• Written request 1
In the passage below about returning to England, on what day does it say the New Statesman will come out?

• Document section
····················
It is difficult when you pass that way, especially when you are peacefully recovering from sea-sickness with the plush cushions of a boat-train carriage under your bum, to believe that anything is really happening anywhere. Earthquakes in Japan, famines in China, revolutions in Mexico? Don’t worry, the milk will be on the doorstep tomorrow morning, the New Statesman will come out on Friday.  The industrial towns were far away, a smudge of smoke and misery hidden by the curve of the earth’s surface. Down here it was still the England I had known in my childhood: the railway-cuttings smothered in wild flowers, the deep meadows where the great shining horses browse and meditate, the slow-moving streams bordered by willows, the green bosoms of the elms, the larkspurs in the cottage gardens; and then the huge peaceful wilderness of outer London, the barges on the miry river, the familiar streets, the posters telling of cricket matches and Royal weddings, the men in bowler hats, the pigeons in Trafalgar Square, the red buses, the blue policemen–all sleeping the deep, deep sleep of England, from which I sometimes fear that we shall never wake till we are jerked out of it by the roar of bombs.

I fear that Orwell might have been more accurate than he thought though I am hoping the bombs will be at worst economic ones.  That will be bad enough. There are bad times just around the corner.
····················
• Written request 2
State how many lines of the entries below contain the string "surface", treating case as significant. Reply with the number alone.
····················
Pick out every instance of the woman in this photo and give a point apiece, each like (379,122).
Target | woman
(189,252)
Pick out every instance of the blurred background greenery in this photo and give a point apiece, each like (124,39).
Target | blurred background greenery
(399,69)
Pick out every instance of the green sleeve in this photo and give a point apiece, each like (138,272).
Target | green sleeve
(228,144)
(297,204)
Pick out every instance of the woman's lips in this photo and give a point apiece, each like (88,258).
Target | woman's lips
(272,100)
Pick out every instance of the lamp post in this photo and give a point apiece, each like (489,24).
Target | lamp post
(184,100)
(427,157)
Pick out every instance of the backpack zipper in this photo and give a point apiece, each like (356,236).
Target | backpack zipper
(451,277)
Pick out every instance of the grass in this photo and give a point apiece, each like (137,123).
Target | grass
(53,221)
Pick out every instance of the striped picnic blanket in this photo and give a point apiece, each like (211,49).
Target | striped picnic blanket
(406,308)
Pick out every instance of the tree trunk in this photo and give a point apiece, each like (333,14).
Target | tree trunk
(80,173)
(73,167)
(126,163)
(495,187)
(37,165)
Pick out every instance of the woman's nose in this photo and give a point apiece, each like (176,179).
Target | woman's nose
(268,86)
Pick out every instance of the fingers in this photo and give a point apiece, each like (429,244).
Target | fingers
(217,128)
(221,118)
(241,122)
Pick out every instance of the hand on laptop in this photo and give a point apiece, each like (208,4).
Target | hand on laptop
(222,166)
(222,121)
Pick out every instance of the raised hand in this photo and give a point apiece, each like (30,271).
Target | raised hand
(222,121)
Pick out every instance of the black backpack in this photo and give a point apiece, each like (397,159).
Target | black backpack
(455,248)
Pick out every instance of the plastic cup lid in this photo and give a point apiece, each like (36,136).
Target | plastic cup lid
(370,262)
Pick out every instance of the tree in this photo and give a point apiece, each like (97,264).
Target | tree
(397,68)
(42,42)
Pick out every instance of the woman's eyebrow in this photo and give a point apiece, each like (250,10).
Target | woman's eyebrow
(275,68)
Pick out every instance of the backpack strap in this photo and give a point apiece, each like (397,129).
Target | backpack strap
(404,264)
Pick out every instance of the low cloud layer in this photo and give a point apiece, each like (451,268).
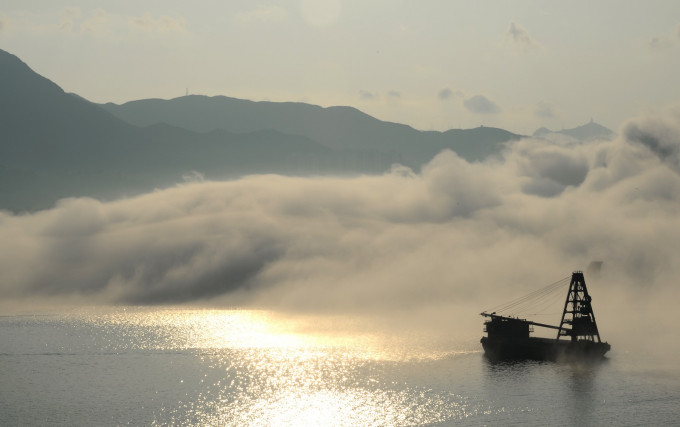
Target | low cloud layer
(456,235)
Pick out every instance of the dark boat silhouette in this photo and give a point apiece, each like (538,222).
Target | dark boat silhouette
(508,338)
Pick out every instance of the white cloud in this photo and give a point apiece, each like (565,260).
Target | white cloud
(456,235)
(480,104)
(544,111)
(367,96)
(162,24)
(262,13)
(518,37)
(666,40)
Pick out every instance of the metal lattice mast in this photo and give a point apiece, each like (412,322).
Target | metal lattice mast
(578,312)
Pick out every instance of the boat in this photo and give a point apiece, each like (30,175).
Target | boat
(508,338)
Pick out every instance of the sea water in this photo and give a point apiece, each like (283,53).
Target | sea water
(163,366)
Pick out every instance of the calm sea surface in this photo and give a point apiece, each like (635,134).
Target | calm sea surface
(199,367)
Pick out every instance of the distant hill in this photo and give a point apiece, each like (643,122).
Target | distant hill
(340,128)
(588,132)
(55,144)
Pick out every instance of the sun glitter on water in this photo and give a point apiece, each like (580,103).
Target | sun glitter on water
(256,367)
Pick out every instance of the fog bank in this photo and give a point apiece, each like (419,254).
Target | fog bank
(455,238)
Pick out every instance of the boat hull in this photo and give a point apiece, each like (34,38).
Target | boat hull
(543,349)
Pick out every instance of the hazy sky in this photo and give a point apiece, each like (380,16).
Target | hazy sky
(435,247)
(431,64)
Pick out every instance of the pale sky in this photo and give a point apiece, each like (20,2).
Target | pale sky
(436,65)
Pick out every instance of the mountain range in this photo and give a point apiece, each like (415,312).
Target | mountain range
(54,144)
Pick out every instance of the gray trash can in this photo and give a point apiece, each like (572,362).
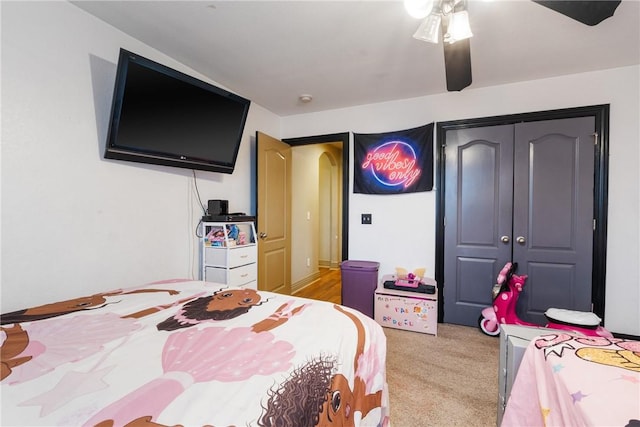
····················
• Right answer 1
Friday.

• Right answer 2
2